• _WHAT IS EXPECTED_:
The reply should hold every record, copied exactly.

• _ENTRIES SHOWN_:
^^^^

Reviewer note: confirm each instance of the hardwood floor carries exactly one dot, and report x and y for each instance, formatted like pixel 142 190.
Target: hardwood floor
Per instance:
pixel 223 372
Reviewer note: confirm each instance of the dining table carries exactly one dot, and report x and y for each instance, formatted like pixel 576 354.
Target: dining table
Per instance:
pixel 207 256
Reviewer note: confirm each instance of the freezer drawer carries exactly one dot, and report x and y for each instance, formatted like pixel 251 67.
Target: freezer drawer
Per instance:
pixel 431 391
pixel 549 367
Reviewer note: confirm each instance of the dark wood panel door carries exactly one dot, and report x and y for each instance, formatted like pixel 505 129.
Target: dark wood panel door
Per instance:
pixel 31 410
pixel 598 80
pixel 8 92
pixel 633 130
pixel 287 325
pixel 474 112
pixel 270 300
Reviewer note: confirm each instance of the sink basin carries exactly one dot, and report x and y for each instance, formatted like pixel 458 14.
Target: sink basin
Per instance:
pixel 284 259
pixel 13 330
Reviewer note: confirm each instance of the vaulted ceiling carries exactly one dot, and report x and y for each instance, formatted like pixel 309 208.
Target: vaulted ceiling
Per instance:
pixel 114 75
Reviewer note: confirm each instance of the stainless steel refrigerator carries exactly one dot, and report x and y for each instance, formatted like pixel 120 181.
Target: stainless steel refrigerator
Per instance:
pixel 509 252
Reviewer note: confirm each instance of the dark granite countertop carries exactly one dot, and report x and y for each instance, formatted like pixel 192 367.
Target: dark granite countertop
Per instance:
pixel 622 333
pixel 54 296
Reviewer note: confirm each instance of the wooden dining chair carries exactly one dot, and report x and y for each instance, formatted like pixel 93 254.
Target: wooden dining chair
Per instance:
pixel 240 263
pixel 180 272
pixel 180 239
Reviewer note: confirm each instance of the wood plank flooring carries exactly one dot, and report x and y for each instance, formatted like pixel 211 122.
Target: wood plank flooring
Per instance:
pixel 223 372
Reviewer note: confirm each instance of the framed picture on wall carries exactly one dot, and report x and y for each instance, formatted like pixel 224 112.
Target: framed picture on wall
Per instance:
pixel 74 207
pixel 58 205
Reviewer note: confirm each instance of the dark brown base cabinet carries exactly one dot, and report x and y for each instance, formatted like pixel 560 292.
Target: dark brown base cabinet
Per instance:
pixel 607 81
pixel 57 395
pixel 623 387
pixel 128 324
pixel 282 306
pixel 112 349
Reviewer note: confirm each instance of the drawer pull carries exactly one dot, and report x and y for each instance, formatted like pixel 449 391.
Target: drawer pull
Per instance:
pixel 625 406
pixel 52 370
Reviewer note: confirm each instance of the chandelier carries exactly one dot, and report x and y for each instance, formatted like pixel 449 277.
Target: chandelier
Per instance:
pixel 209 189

^^^^

• _SOLUTION_:
Reviewer note: confirm each instance of the hardwood floor carries exactly one dot, and report x and y for each instance, formatted like pixel 142 190.
Target: hardwood floor
Per instance:
pixel 223 372
Reviewer note: confirm each instance of the dining table carries exactly one dot, and report x and y for each instance, formatted like pixel 576 354.
Target: dining table
Per instance:
pixel 207 256
Reviewer note: confirm each instance of the freezer drawer carries exactly one dot, and report x and y for each instance, formatted like pixel 251 67.
Target: freezer drawer
Per instance:
pixel 431 391
pixel 549 367
Reviewer note: confirm each instance of the dark wood panel door carries exactly one dot, and report x and y for each instance, formatted like pixel 505 129.
Target: dark wood panel door
Per instance:
pixel 31 410
pixel 598 80
pixel 8 92
pixel 633 130
pixel 287 325
pixel 474 112
pixel 270 300
Reviewer note: confirm each instance of the sink basin carries exactly one dot, and report x and y for each instance, formatted like pixel 458 14.
Target: sink basin
Per instance:
pixel 284 259
pixel 13 330
Reviewer note: confirm each instance of the vaulted ceiling carries exactly one dot, and report x and y for each instance, formatted like pixel 309 208.
Target: vaulted ceiling
Per instance:
pixel 114 75
Reviewer note: confirm each instance of the stainless steel refrigerator carries exactly one dot, and report x and y for each instance, formatted like pixel 120 181.
Target: stainless steel refrigerator
Per instance:
pixel 509 252
Reviewer note: confirm each instance of the dark granite countertop carries exactly one dot, and report x and y for each instance, formatted like pixel 192 367.
Target: dark granite countertop
Per instance:
pixel 622 333
pixel 54 296
Reviewer note: confirm each instance of the wooden dining chair carries exactly one dot, and report x and y for each instance, formatted like pixel 93 254.
Target: wooden dining chair
Per instance:
pixel 240 263
pixel 180 272
pixel 180 239
Reviewer note: confirm each instance of the wood plank flooring carries exactly one dot, and report x and y for each instance, formatted like pixel 211 122.
Target: wood plank flooring
Per instance:
pixel 223 372
Reviewer note: confirm each instance of the framed picture on wall carries exactly one dot, and report x and y for each instance, formatted like pixel 224 112.
Target: framed picture on wall
Per instance:
pixel 74 207
pixel 58 205
Reviewer note: confirm each instance of the dark brown base cabinet carries exactly one dot, and report x and y for each instance, formatted like pixel 560 292.
Target: dark brown base cabinet
Per instance:
pixel 607 81
pixel 57 395
pixel 623 387
pixel 128 324
pixel 282 306
pixel 112 349
Reviewer note: confirm each instance of the drawer pull carries exactly one dot, and report x and y for each instance, formatted like pixel 449 391.
Target: drawer pull
Per instance:
pixel 625 406
pixel 52 370
Reviewer note: confirm each instance of the chandelier carries exactly one dot, and report x and y for each instance, formatted like pixel 449 277.
Target: chandelier
Per instance:
pixel 209 189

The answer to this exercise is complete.